> **SHORT EXERCISE**: Copy the data from the beginning through the line containing "[[[0,0],[2,96],[174,115],[174,0]]]", inclusive, omitting the pictures.

> **GIVEN RECORDS**:
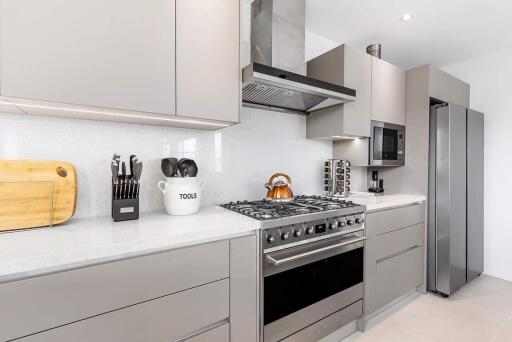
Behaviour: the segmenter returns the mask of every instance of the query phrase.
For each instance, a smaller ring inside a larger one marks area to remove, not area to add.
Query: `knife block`
[[[112,219],[114,222],[139,219],[139,197],[115,198],[114,183],[112,183]]]

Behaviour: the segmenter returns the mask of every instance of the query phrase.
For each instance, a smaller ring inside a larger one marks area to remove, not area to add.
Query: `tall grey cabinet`
[[[225,127],[240,2],[0,0],[0,69],[0,102],[29,114]]]
[[[0,0],[2,96],[174,115],[174,0]]]

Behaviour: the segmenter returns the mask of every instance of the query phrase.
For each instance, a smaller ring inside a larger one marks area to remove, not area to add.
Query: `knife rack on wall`
[[[114,222],[139,219],[139,192],[142,161],[130,156],[129,174],[121,155],[112,157],[112,218]],[[119,173],[121,172],[121,173]]]

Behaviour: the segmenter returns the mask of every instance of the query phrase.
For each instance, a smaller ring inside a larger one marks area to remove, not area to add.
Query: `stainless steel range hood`
[[[305,0],[255,0],[244,105],[308,113],[355,101],[356,91],[305,76]]]

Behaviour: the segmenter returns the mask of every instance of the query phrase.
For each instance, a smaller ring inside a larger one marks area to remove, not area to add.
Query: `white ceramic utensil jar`
[[[164,194],[165,211],[169,215],[191,215],[199,211],[201,191],[206,184],[197,177],[167,177],[167,181],[158,182],[158,188]]]

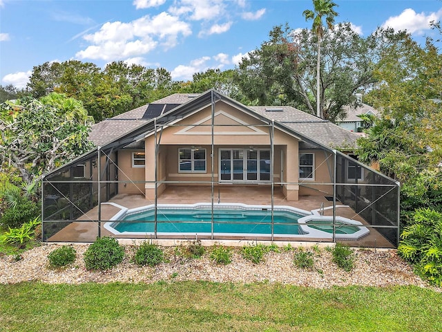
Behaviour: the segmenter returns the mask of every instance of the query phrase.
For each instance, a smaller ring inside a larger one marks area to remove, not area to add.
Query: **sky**
[[[334,0],[336,23],[367,37],[377,27],[438,37],[441,0]],[[0,0],[0,84],[25,87],[46,62],[113,61],[163,67],[175,80],[233,68],[275,26],[311,28],[311,0]],[[440,37],[440,36],[439,36]]]

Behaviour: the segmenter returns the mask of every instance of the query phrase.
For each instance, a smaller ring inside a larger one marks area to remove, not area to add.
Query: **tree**
[[[39,98],[54,92],[60,84],[63,71],[63,66],[59,62],[45,62],[34,66],[27,84],[32,96]]]
[[[24,89],[19,89],[12,84],[0,85],[0,102],[11,99],[17,99],[26,95],[26,91]]]
[[[23,181],[43,174],[86,151],[90,118],[79,102],[58,95],[28,98],[0,105],[0,162],[10,164]]]
[[[302,15],[305,20],[313,20],[312,30],[315,32],[318,37],[318,57],[316,62],[316,116],[323,118],[324,116],[320,111],[320,42],[324,36],[324,26],[323,19],[325,18],[325,22],[329,29],[333,29],[334,17],[338,16],[338,13],[333,8],[336,7],[334,2],[331,0],[313,0],[313,10],[307,9],[302,12]]]
[[[442,211],[442,55],[406,35],[384,48],[366,96],[381,118],[358,141],[359,160],[401,182],[403,222],[419,208]]]
[[[269,33],[269,40],[244,57],[235,82],[249,104],[291,105],[316,113],[317,37],[310,30],[293,31],[288,25]],[[349,23],[337,24],[322,39],[321,107],[324,118],[344,116],[343,106],[356,103],[355,93],[376,82],[374,65],[384,48],[403,34],[379,30],[366,38]]]
[[[96,122],[111,118],[180,89],[164,68],[147,68],[122,61],[104,70],[91,62],[69,60],[35,66],[28,89],[41,98],[51,92],[81,101]]]

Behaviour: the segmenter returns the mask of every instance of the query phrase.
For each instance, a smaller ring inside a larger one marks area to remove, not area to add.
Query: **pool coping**
[[[120,222],[119,219],[122,217],[126,216],[126,215],[134,214],[136,213],[143,212],[148,210],[151,210],[155,208],[155,204],[150,204],[148,205],[144,205],[138,208],[134,208],[133,209],[128,209],[126,207],[120,205],[119,204],[107,202],[103,203],[102,204],[108,204],[115,206],[119,210],[118,212],[114,214],[110,219],[109,221],[106,222],[104,227],[106,230],[109,231],[110,233],[114,235],[153,235],[154,233],[153,232],[119,232],[115,230],[113,226],[115,225],[115,223]],[[194,204],[157,204],[157,208],[160,208],[166,210],[178,210],[182,208],[188,208],[188,209],[193,209],[197,210],[198,208],[205,208],[206,209],[208,207],[213,207],[214,210],[220,210],[222,208],[233,208],[235,210],[247,210],[249,211],[262,211],[262,210],[271,210],[271,205],[249,205],[249,204],[244,204],[244,203],[214,203],[213,205],[210,203],[196,203]],[[347,205],[336,205],[336,208],[339,207],[346,207]],[[331,208],[332,207],[329,207]],[[280,237],[283,236],[285,237],[290,238],[290,237],[302,237],[303,238],[309,239],[309,238],[324,238],[324,239],[332,239],[333,237],[332,233],[329,233],[327,232],[325,232],[320,230],[317,230],[313,228],[311,228],[308,225],[309,222],[314,221],[315,220],[320,219],[321,221],[333,221],[334,217],[332,216],[323,216],[320,214],[320,210],[316,209],[311,211],[307,211],[302,209],[299,209],[298,208],[294,208],[289,205],[274,205],[273,207],[273,211],[287,211],[290,212],[296,212],[297,214],[303,214],[305,216],[302,216],[298,219],[298,223],[300,228],[300,233],[297,234],[278,234],[273,233],[273,236]],[[335,234],[335,238],[337,239],[342,240],[358,240],[361,238],[367,235],[369,233],[369,230],[367,228],[363,226],[363,223],[360,221],[357,221],[356,220],[349,219],[348,218],[345,218],[340,216],[336,216],[335,217],[335,221],[338,221],[338,223],[345,224],[345,225],[356,225],[359,228],[359,230],[355,232],[352,234]],[[182,234],[183,236],[189,236],[189,235],[200,235],[200,236],[207,236],[211,235],[211,233],[208,232],[201,232],[201,233],[193,233],[193,232],[161,232],[162,236],[176,236],[177,234]],[[216,232],[214,233],[216,236],[220,237],[227,237],[227,236],[232,236],[232,234],[237,234],[236,236],[242,235],[242,233],[220,233]],[[269,237],[271,234],[251,234],[247,233],[244,235],[247,235],[247,237]]]

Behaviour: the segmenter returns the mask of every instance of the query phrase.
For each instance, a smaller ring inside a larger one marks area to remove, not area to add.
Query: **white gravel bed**
[[[73,245],[77,250],[74,264],[66,268],[48,267],[48,255],[59,244],[44,244],[23,252],[16,261],[10,255],[0,257],[0,283],[15,284],[39,281],[48,284],[81,284],[85,282],[153,283],[160,280],[173,282],[204,280],[215,282],[252,283],[267,282],[307,287],[326,288],[334,286],[415,285],[428,287],[416,275],[410,265],[394,250],[355,250],[355,268],[347,273],[332,261],[332,254],[321,248],[314,256],[311,270],[297,268],[293,263],[294,251],[271,252],[265,261],[254,264],[243,259],[240,248],[233,249],[232,262],[217,265],[207,252],[200,259],[176,255],[174,248],[164,247],[167,263],[155,267],[140,267],[131,262],[135,253],[132,246],[125,246],[122,263],[107,271],[89,271],[84,266],[83,254],[88,245]]]

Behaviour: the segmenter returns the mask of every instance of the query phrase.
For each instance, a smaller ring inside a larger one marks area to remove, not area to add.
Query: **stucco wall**
[[[118,180],[120,181],[144,181],[144,167],[132,166],[132,152],[142,150],[120,150],[118,151]],[[140,194],[144,192],[144,183],[119,183],[119,194]]]

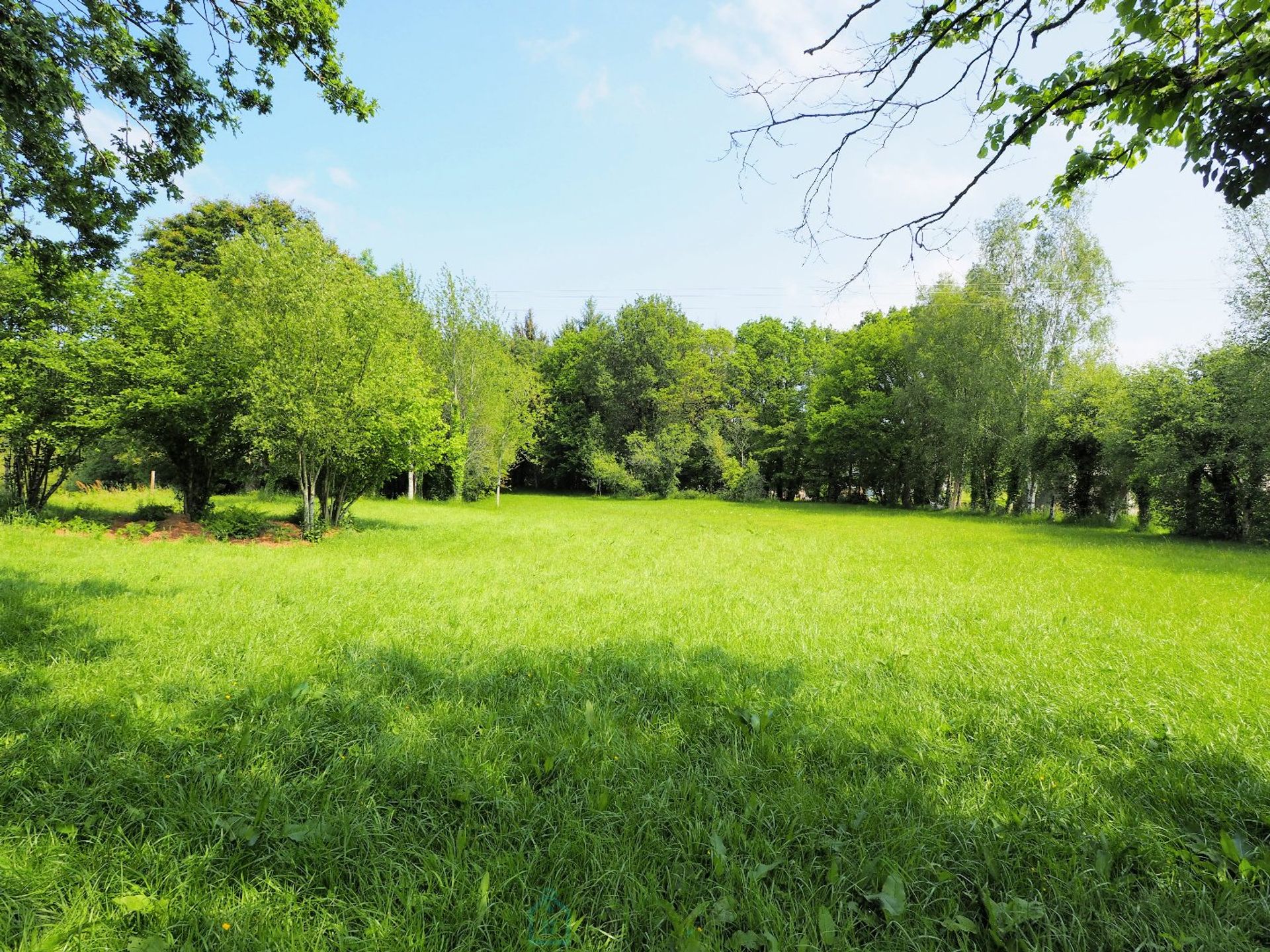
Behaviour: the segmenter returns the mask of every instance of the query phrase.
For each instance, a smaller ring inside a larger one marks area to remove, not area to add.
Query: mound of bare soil
[[[144,519],[130,519],[128,517],[119,517],[110,523],[110,531],[107,533],[117,538],[131,538],[135,542],[170,542],[174,539],[187,538],[189,536],[199,536],[211,538],[208,532],[199,526],[197,522],[190,519],[184,513],[174,513],[166,519],[155,523],[155,528],[146,536],[137,534],[135,531],[130,532],[131,526],[145,526]],[[260,534],[255,538],[235,538],[229,539],[232,545],[239,546],[307,546],[310,545],[300,527],[295,523],[283,522],[281,519],[271,519],[265,523]]]

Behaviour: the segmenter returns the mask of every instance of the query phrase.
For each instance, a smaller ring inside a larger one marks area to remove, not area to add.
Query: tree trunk
[[[1151,489],[1139,486],[1133,491],[1133,498],[1138,503],[1138,528],[1151,528]]]

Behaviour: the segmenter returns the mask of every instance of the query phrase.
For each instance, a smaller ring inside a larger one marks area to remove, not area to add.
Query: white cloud
[[[541,62],[542,60],[556,60],[561,57],[579,39],[582,39],[582,30],[574,27],[563,37],[555,37],[555,38],[542,37],[537,39],[522,39],[521,50],[525,51],[525,55],[530,57],[531,62]]]
[[[69,112],[67,116],[70,116]],[[145,128],[132,124],[114,109],[97,107],[88,109],[80,116],[80,124],[84,127],[88,141],[98,149],[114,151],[114,136],[121,136],[130,145],[141,145],[151,140]]]
[[[357,179],[353,178],[353,173],[348,169],[333,165],[326,169],[326,175],[330,178],[331,184],[338,188],[357,188]]]
[[[831,0],[735,0],[718,3],[704,23],[673,17],[657,34],[657,50],[677,50],[704,63],[723,83],[763,81],[782,72],[806,72],[804,51],[841,23]]]
[[[602,99],[608,99],[611,93],[612,90],[608,88],[608,70],[602,67],[596,79],[578,93],[578,108],[585,112]]]
[[[265,190],[271,195],[295,202],[310,212],[321,215],[335,212],[339,206],[314,192],[314,184],[312,175],[271,175],[265,182]]]

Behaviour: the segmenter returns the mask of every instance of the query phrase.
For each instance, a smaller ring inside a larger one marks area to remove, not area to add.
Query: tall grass
[[[357,517],[0,527],[0,946],[1270,943],[1267,552],[710,500]]]

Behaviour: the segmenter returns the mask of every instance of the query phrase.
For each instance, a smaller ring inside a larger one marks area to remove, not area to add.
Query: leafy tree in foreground
[[[217,293],[253,366],[240,425],[296,476],[306,531],[339,526],[389,475],[439,458],[439,381],[392,275],[301,225],[225,245]]]
[[[217,482],[249,447],[234,426],[244,410],[246,355],[212,302],[220,250],[251,230],[282,232],[306,222],[287,202],[258,197],[245,206],[197,202],[142,232],[146,245],[116,325],[119,421],[166,457],[192,519],[203,517]]]
[[[227,198],[204,199],[188,212],[146,225],[141,231],[145,248],[137,261],[170,264],[182,274],[213,279],[220,269],[221,245],[230,239],[260,228],[284,231],[301,222],[311,225],[314,218],[281,198],[257,195],[248,204]]]
[[[888,22],[892,13],[902,18],[898,24]],[[1245,207],[1270,189],[1266,19],[1265,0],[933,0],[916,6],[864,0],[805,51],[819,58],[839,55],[833,62],[737,90],[759,98],[765,118],[733,131],[733,145],[749,164],[763,138],[781,142],[803,126],[841,128],[806,176],[798,230],[815,240],[832,218],[834,173],[852,146],[865,152],[878,142],[897,147],[902,140],[890,142],[893,135],[925,110],[950,99],[970,103],[986,124],[978,170],[941,207],[860,235],[872,250],[852,278],[894,235],[907,234],[919,248],[940,244],[932,226],[1050,127],[1076,137],[1050,185],[1052,208],[1166,147],[1177,149],[1229,204]],[[1090,43],[1090,37],[1105,42]],[[1072,48],[1055,61],[1055,52]]]
[[[535,438],[540,385],[532,350],[523,334],[503,330],[489,292],[469,278],[442,270],[424,301],[441,335],[452,495],[500,495]]]
[[[169,263],[138,264],[130,277],[114,325],[119,424],[164,454],[185,514],[202,519],[217,482],[249,447],[234,426],[248,354],[201,274]]]
[[[0,259],[0,439],[5,481],[27,509],[43,509],[112,423],[114,308],[102,274],[50,289],[29,261]]]
[[[375,102],[335,47],[343,0],[19,0],[0,8],[0,246],[105,265],[137,212],[295,62],[337,113]],[[126,122],[102,142],[100,118]],[[98,122],[94,122],[97,119]],[[42,236],[42,223],[67,240]]]

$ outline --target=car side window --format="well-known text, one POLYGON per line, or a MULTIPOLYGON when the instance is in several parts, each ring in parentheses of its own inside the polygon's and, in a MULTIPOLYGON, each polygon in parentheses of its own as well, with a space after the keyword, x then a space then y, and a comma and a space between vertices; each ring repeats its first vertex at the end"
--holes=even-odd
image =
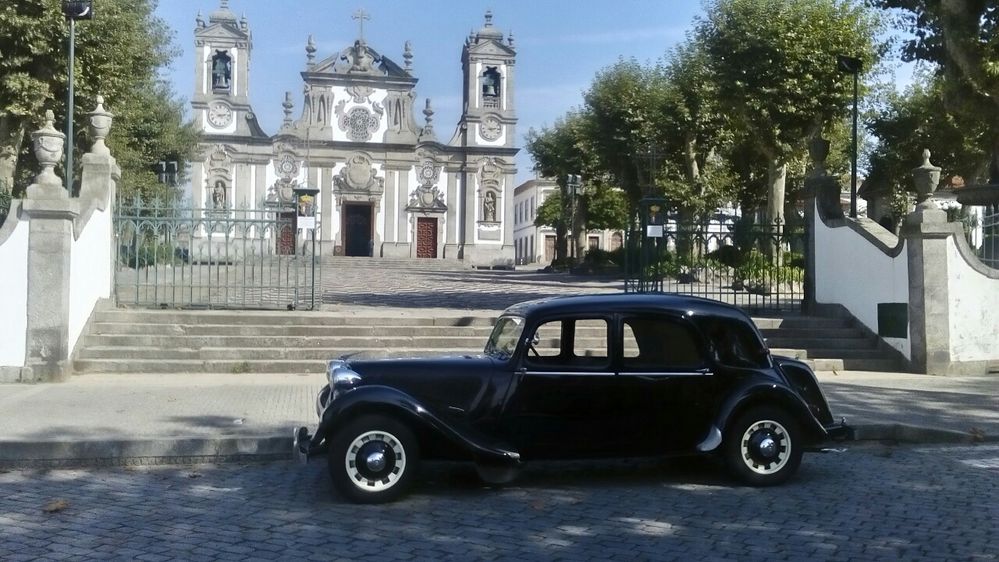
POLYGON ((533 368, 607 367, 608 322, 601 318, 553 320, 531 336, 525 364, 533 368))
POLYGON ((718 363, 739 368, 767 366, 766 346, 748 326, 713 320, 705 327, 718 363))
POLYGON ((621 361, 626 370, 695 369, 705 363, 697 336, 672 318, 625 318, 622 336, 621 361))

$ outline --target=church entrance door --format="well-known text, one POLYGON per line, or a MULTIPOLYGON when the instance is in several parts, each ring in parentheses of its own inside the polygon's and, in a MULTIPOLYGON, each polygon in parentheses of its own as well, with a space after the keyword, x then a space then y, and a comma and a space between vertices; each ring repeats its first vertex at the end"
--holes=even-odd
POLYGON ((437 257, 437 219, 430 217, 416 219, 416 257, 437 257))
POLYGON ((344 203, 343 253, 345 256, 372 255, 374 231, 371 229, 371 203, 344 203))

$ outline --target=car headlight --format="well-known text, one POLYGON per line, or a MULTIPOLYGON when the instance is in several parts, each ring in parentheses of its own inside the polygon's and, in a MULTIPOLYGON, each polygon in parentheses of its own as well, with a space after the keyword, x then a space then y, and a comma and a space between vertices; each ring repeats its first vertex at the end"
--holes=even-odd
POLYGON ((351 370, 346 361, 335 359, 329 362, 326 369, 326 376, 329 380, 332 399, 342 394, 361 382, 361 375, 351 370))

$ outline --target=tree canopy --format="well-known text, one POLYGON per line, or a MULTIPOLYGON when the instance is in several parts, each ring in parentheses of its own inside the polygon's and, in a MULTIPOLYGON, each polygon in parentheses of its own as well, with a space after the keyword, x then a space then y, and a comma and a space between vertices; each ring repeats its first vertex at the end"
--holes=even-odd
POLYGON ((935 86, 947 113, 987 125, 990 180, 999 183, 999 7, 987 0, 872 0, 899 15, 911 34, 902 46, 906 60, 936 65, 935 86))
MULTIPOLYGON (((0 177, 14 178, 15 193, 37 172, 27 133, 47 109, 57 127, 65 123, 69 25, 61 6, 61 0, 0 4, 0 177)), ((115 114, 108 145, 122 167, 123 191, 161 188, 156 163, 177 161, 183 170, 197 142, 181 103, 157 75, 176 51, 155 7, 155 0, 103 0, 94 19, 76 25, 73 140, 77 152, 89 147, 86 112, 103 95, 115 114)))
POLYGON ((769 165, 768 215, 780 218, 786 166, 848 114, 852 79, 837 56, 877 64, 879 20, 849 0, 712 0, 697 36, 718 103, 769 165))

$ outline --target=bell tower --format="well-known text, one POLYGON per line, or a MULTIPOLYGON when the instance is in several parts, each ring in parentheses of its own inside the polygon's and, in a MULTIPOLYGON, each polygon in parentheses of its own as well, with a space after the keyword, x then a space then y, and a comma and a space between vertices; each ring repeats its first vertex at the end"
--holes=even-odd
POLYGON ((198 14, 194 30, 195 81, 191 106, 206 135, 251 136, 247 117, 252 42, 246 18, 221 0, 208 21, 198 14))
POLYGON ((514 147, 516 59, 513 35, 504 40, 503 32, 493 27, 492 12, 487 11, 485 25, 468 35, 461 52, 465 146, 514 147))

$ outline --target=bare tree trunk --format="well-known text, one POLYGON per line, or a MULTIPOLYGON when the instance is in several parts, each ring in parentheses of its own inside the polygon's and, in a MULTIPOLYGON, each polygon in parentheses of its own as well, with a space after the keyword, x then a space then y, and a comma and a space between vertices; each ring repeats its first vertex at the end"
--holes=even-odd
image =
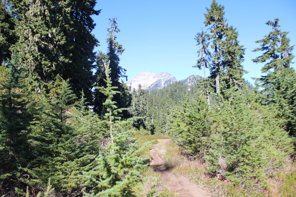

> **REPLY TO THE TASK**:
Behaviour: the segmenter returns the mask of every instance of the query phrase.
For each instance, a smaller ring inside a larger one marks area to remove, not area to add.
Query: `knife block`
[[[112,219],[114,222],[139,219],[139,197],[115,198],[114,183],[112,183]]]

Behaviour: the segmenter returns the mask of every instance of the query phrase.
For each instance, a smaller ring inside a larger one marks area to remove, not area to add.
Query: `tall grey cabinet`
[[[225,127],[240,2],[0,0],[0,69],[0,102],[29,114]]]
[[[0,0],[2,96],[174,115],[174,0]]]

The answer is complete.